Job A
Locate every line in the entries that contains the word "ruined" and copy each of those lines. Case counts.
----------------
Stable Diffusion 3 models range from 800 million to 8 billion parameters and combine new image generation research from recent years, including the Diffusion Transformer Architecture with Flow Matching. A detailed technical report will be released shortly, Stability AI says.
The model is not yet generally available, but there is a waiting list that you can sign up for here. The preview phase is used to improve performance and safety before the "open release," the company states.
Stability AI says it has taken numerous safety precautions to prevent the model from being misused by malicious actors, starting with training and continuing through testing, evaluation, and deployment.
The company emphasizes ongoing collaboration with researchers, experts, and the community in the development and public use of the model. Because they are open source and fine-tunable, Stable Diffusion models are easy targets for misuse in controversial AI imaging applications.
Stable Diffusion has also been criticized and sued over its training data. For Stable Diffusion 3, artists removed millions of works from the training data in advance. Stability AI avoided this issue in the announcement of Stable Diffusion 3.
Stability AI has recently released several new models, including Stable Cascade, a very fast text-to-image model. Other new models include Stable Video Diffusion (SVD), a generative video model that produces AI-generated videos with improved motion and consistency, and Stable Zero123, a model for text-to-3D applications.
----------------
Job B
Answer these questions from the text on Stable Diffusion 3:
(i) What range of parameters do Stable Diffusion 3 models span?
(ii) What is the preview phase used for before the "open release"?
(iii) What kind of applications is Stable Zero123 a model for?
----------------
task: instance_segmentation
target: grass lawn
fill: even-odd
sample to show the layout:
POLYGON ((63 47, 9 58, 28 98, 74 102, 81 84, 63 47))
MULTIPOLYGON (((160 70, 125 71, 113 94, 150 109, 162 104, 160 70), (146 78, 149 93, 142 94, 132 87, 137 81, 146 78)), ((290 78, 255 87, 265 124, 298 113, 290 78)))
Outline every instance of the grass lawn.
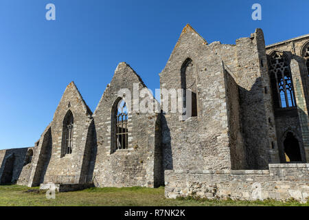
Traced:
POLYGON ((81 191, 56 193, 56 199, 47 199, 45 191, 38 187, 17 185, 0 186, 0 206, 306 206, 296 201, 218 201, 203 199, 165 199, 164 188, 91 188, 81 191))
----------------
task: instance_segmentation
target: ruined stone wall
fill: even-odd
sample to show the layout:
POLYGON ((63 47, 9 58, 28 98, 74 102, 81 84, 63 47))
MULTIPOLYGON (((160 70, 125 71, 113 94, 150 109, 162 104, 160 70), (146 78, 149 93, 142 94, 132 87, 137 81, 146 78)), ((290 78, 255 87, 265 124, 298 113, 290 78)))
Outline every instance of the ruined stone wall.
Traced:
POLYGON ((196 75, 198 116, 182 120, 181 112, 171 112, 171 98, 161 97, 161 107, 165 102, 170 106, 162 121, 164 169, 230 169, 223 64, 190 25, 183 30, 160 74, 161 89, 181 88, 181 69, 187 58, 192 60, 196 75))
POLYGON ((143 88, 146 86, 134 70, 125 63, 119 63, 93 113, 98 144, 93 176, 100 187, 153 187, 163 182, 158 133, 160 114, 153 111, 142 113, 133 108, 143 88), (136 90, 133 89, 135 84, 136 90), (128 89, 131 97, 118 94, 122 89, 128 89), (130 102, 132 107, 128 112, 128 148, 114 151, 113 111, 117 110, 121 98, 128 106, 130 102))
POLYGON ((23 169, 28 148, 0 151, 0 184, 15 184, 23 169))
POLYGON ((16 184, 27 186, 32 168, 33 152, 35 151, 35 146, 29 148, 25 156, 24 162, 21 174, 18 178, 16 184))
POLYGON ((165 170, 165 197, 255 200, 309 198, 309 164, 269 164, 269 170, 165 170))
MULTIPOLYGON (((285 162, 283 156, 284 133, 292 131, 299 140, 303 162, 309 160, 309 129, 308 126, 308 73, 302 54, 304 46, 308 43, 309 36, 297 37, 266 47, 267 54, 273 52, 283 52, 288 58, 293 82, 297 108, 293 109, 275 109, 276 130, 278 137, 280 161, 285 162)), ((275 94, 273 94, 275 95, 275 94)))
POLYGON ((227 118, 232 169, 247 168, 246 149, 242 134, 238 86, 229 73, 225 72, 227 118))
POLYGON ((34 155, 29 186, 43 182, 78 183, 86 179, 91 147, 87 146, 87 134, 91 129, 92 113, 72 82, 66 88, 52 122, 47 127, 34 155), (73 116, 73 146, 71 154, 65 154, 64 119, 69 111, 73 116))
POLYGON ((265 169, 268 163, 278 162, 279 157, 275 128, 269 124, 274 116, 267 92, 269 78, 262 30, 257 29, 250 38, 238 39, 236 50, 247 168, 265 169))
----------------
Full output A
target: ruined stone wall
Outline every instance of the ruined stone wall.

Full output B
(i) From 800 million to 8 billion parameters.
(ii) To improve performance and safety.
(iii) Text-to-3D applications.